**TASK DESCRIPTION**
Could you copy the records below exactly, leaving out any pictures they include?

DATA FOR ANALYSIS: Begin

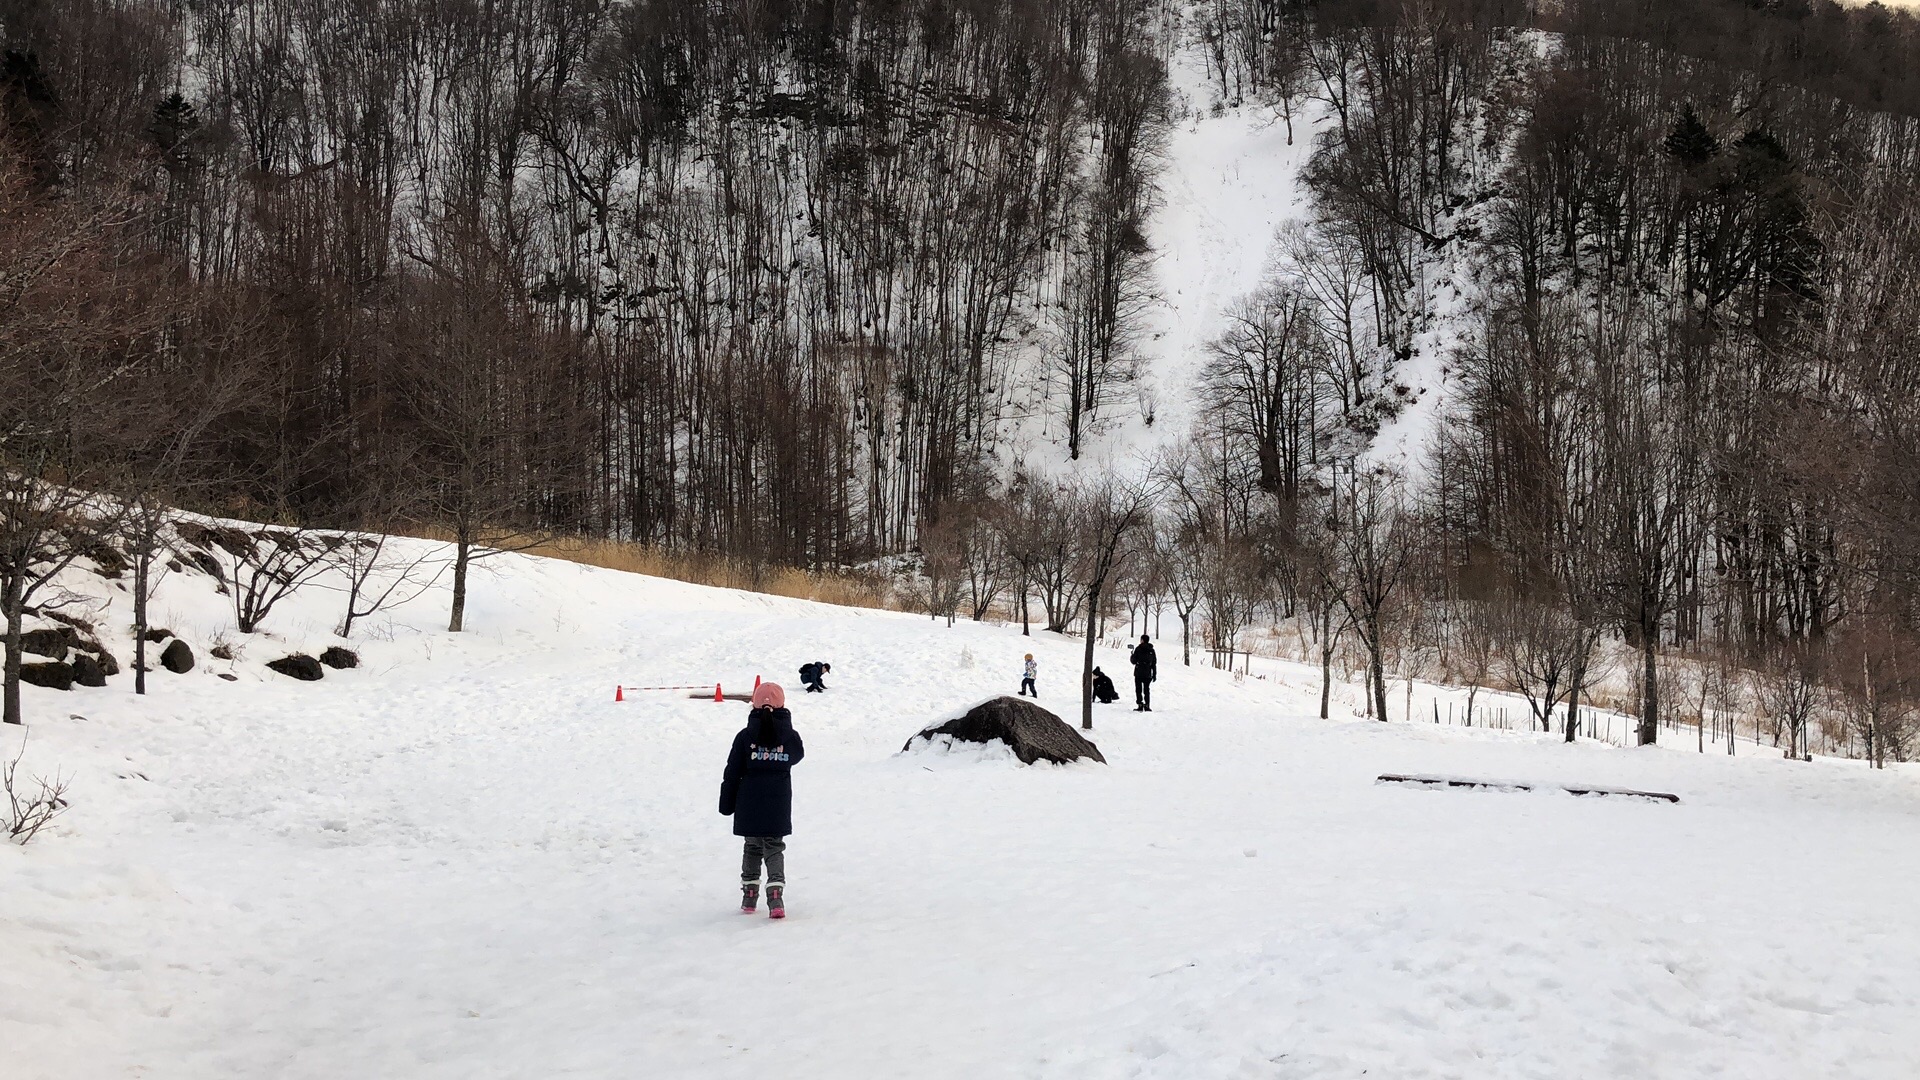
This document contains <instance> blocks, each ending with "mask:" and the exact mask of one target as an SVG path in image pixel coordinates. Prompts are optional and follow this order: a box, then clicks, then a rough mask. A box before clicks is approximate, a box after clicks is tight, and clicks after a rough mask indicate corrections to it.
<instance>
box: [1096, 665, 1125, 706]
mask: <svg viewBox="0 0 1920 1080" xmlns="http://www.w3.org/2000/svg"><path fill="white" fill-rule="evenodd" d="M1092 700H1094V701H1098V703H1102V705H1112V703H1114V701H1119V690H1114V680H1112V678H1108V676H1106V673H1104V671H1100V669H1098V667H1096V669H1092Z"/></svg>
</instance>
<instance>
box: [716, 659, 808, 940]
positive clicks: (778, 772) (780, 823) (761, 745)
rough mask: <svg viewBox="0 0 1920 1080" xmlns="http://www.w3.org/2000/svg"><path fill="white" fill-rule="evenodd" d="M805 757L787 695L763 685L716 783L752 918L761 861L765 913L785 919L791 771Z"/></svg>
mask: <svg viewBox="0 0 1920 1080" xmlns="http://www.w3.org/2000/svg"><path fill="white" fill-rule="evenodd" d="M804 755H806V748H804V746H803V744H801V732H797V730H793V713H787V692H785V690H781V688H780V684H778V682H762V684H760V686H758V688H755V692H753V711H751V713H747V726H743V728H741V730H739V734H735V736H733V751H732V753H728V759H726V776H724V778H722V780H720V813H724V815H732V817H733V836H741V838H743V840H745V844H743V851H741V859H739V909H741V911H743V913H747V915H753V909H755V907H756V905H758V899H760V863H762V861H766V913H768V915H770V917H774V919H785V917H787V897H785V892H787V836H789V834H791V832H793V776H791V769H793V767H795V765H799V763H801V757H804Z"/></svg>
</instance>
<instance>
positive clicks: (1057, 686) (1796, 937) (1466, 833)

DATA FOR ANALYSIS: End

**RESULT BELOW**
This document contains <instance> blocks, each ending with "mask:" and the exact mask of one target as an SVG path in image pixel coordinates. Prompts are optional and follow this order: a box, then clicks, then a rough mask. A box before clicks is approximate, a box after clicks is tight, and clicks after a rough mask indicate corrections to it.
<instance>
box: [1096, 665, 1125, 706]
mask: <svg viewBox="0 0 1920 1080" xmlns="http://www.w3.org/2000/svg"><path fill="white" fill-rule="evenodd" d="M1092 700H1094V701H1098V703H1102V705H1112V703H1114V701H1119V690H1114V680H1112V678H1108V676H1106V673H1104V671H1100V669H1098V667H1096V669H1092Z"/></svg>
</instance>
<instance>
box: [716, 659, 808, 940]
positive clicks: (778, 772) (780, 823) (761, 745)
rough mask: <svg viewBox="0 0 1920 1080" xmlns="http://www.w3.org/2000/svg"><path fill="white" fill-rule="evenodd" d="M805 757L787 695L763 685L716 783L752 918L761 861L765 913L785 919L791 771Z"/></svg>
mask: <svg viewBox="0 0 1920 1080" xmlns="http://www.w3.org/2000/svg"><path fill="white" fill-rule="evenodd" d="M804 755H806V748H804V746H803V744H801V732H797V730H793V713H787V692H785V690H781V688H780V684H778V682H762V684H760V686H758V688H755V692H753V711H751V713H747V726H743V728H741V730H739V734H735V736H733V751H732V753H728V759H726V776H724V778H722V780H720V813H724V815H732V817H733V836H741V838H743V840H745V844H743V851H741V859H739V909H741V911H743V913H747V915H753V909H755V907H756V905H758V899H760V863H762V861H766V913H768V915H770V917H774V919H785V917H787V897H785V892H787V836H789V834H791V832H793V776H791V769H793V767H795V765H799V763H801V757H804Z"/></svg>
</instance>
<instance>
positive clicks: (1057, 686) (1796, 937) (1466, 833)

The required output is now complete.